_Exercise_:
Which lines of the data include the string "below"? List them all.

Dataset entries
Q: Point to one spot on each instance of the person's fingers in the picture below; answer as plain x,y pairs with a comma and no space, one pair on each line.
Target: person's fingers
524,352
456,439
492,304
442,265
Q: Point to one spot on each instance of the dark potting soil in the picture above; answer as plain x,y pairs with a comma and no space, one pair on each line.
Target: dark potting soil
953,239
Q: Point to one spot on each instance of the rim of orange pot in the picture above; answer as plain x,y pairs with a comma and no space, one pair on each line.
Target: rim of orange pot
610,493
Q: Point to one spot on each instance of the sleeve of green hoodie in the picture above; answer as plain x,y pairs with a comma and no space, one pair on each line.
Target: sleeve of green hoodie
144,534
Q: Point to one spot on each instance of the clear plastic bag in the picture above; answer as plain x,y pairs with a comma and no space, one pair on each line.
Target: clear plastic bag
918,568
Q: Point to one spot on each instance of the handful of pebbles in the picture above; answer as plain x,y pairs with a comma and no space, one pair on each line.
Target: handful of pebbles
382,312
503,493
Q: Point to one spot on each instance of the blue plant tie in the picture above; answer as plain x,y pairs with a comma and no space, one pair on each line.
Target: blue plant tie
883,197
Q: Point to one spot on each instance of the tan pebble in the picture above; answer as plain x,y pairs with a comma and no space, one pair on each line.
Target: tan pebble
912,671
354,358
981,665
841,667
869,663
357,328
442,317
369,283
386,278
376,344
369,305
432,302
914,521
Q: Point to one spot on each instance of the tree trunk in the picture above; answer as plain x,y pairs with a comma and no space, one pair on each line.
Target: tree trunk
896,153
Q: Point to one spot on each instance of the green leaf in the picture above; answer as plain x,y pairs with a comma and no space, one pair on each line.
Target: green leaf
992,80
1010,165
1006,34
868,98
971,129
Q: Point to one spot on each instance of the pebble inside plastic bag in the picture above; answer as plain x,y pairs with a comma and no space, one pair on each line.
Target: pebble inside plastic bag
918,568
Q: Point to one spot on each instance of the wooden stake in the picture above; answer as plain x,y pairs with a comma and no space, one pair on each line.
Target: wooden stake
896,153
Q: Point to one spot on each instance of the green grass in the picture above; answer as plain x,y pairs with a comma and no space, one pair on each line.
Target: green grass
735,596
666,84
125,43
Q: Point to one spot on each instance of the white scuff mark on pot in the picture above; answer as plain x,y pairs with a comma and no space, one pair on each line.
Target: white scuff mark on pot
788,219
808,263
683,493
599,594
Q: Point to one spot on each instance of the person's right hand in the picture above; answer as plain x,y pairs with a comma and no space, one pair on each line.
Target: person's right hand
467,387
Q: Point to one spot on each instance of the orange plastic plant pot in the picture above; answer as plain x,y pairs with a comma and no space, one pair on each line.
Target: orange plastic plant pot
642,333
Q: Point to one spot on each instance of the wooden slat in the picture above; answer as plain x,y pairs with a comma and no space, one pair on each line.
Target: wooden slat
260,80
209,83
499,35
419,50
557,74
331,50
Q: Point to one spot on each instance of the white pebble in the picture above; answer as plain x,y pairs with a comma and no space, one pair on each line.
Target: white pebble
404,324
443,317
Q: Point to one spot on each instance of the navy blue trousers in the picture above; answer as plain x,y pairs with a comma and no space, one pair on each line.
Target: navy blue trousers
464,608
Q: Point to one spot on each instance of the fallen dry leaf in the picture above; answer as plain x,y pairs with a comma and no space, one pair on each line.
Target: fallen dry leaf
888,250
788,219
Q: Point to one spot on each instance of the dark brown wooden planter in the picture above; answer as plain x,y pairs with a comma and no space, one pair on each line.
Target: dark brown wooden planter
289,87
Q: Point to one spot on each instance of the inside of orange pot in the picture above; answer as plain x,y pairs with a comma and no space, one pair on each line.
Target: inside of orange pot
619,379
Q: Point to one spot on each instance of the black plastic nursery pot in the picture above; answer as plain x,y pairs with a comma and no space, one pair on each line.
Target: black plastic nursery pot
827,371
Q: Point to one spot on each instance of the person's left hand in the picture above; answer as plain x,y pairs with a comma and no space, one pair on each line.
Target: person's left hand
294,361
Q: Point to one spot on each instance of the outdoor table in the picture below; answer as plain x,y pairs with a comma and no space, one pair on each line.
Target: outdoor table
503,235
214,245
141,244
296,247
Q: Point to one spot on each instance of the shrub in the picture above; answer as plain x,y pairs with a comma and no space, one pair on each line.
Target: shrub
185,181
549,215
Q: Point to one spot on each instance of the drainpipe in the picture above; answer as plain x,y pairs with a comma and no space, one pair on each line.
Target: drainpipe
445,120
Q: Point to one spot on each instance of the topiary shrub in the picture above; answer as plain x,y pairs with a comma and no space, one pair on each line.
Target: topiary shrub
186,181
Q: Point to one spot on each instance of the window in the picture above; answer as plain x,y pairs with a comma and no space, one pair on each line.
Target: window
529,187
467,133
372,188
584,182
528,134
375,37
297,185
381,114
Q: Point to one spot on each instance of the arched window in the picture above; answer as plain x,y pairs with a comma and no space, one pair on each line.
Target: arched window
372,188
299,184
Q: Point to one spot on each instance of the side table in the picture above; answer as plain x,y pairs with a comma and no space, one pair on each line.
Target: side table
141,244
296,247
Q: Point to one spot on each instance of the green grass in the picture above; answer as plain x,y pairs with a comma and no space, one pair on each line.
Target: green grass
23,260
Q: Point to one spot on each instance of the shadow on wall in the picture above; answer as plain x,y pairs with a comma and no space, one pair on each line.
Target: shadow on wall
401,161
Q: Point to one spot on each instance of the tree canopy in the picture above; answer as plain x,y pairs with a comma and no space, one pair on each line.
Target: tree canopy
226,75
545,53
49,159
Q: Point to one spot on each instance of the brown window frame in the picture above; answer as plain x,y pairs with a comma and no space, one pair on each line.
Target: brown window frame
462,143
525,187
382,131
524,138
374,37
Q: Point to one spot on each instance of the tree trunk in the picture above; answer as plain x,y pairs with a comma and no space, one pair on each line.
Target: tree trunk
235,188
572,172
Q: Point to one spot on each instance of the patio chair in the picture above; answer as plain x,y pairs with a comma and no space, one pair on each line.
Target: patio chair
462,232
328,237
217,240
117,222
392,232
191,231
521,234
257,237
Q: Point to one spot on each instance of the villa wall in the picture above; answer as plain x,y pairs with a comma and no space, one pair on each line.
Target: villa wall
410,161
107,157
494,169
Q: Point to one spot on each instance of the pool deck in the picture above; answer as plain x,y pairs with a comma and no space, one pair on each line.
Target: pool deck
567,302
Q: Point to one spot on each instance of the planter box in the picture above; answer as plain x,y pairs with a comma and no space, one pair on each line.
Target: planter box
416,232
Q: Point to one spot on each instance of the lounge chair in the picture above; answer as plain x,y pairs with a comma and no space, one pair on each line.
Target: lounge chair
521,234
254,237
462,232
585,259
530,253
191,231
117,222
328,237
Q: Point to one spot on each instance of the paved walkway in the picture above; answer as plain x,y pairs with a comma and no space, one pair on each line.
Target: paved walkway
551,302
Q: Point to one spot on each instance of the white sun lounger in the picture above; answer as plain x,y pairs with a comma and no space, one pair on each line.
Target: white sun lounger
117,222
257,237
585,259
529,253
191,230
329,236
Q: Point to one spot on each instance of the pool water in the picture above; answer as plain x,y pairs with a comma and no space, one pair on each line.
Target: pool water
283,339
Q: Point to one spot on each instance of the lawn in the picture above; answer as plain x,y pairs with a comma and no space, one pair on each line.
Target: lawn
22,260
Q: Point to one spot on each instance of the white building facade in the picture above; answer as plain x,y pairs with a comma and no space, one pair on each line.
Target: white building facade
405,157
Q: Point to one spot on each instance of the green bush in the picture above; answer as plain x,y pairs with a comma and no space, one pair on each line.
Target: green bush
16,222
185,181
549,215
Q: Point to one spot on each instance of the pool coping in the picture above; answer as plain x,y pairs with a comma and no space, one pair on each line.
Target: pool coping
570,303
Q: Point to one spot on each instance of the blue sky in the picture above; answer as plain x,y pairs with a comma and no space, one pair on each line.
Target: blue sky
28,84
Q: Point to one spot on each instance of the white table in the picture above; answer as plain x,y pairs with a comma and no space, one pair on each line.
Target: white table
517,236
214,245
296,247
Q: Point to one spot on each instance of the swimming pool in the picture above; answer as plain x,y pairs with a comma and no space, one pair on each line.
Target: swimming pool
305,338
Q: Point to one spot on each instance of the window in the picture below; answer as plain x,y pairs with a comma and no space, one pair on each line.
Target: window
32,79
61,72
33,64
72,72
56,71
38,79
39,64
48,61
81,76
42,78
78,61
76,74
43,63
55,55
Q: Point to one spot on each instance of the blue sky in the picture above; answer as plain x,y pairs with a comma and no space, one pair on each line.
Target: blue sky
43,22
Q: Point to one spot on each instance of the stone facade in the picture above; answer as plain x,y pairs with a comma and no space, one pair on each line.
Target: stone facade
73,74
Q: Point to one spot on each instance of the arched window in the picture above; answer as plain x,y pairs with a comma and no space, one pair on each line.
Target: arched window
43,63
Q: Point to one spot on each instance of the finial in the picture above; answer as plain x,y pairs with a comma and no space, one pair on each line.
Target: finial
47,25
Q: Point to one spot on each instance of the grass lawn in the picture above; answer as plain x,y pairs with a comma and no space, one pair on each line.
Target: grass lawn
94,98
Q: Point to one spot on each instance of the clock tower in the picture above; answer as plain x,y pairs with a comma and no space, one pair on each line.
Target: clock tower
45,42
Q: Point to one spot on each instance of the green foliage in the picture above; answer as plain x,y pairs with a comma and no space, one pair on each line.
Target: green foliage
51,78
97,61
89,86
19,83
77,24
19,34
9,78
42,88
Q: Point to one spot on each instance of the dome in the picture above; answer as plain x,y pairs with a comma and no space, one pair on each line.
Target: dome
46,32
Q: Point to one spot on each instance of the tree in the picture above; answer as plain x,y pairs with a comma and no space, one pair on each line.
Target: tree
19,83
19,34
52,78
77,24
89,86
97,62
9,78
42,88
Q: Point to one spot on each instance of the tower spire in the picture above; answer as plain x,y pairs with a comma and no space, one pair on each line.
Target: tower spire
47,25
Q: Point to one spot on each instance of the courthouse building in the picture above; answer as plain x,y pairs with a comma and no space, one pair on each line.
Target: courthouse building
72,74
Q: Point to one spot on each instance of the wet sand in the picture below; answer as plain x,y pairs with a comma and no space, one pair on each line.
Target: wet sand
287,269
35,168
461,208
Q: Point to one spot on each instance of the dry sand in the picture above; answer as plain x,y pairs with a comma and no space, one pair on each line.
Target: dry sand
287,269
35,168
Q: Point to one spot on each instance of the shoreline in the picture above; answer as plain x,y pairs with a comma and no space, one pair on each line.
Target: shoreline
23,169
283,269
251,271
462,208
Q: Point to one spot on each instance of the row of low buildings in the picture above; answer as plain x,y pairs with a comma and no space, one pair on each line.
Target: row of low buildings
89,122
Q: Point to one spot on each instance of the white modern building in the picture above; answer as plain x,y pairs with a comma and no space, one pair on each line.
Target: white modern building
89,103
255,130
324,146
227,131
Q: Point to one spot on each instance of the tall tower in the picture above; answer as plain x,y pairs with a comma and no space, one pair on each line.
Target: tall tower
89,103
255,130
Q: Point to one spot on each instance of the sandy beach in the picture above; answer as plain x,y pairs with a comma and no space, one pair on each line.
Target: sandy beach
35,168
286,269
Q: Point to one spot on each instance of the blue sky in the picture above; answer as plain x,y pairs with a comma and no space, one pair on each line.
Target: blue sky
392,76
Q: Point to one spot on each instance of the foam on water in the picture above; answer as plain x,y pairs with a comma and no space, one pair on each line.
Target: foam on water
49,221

_Exercise response_:
Q: Point to one spot on each instance of the person's fingers in the picture below; answer as plain x,y pairs with a comma and no space, one pair on each line.
Q: Point to one spot on each instance of the outdoor table in the picture below; answer as plain x,y pairs with a comma and no space, one pair on each line.
Q: Point to one spot on each instance of the window in the picture below; answer as plain x,y pairs with a comma and no space, one pair on each line.
Q: Point to one spot on each instance of the wet sand in the picture below; answer as plain x,y pairs with a comma and no space, one pair on each line.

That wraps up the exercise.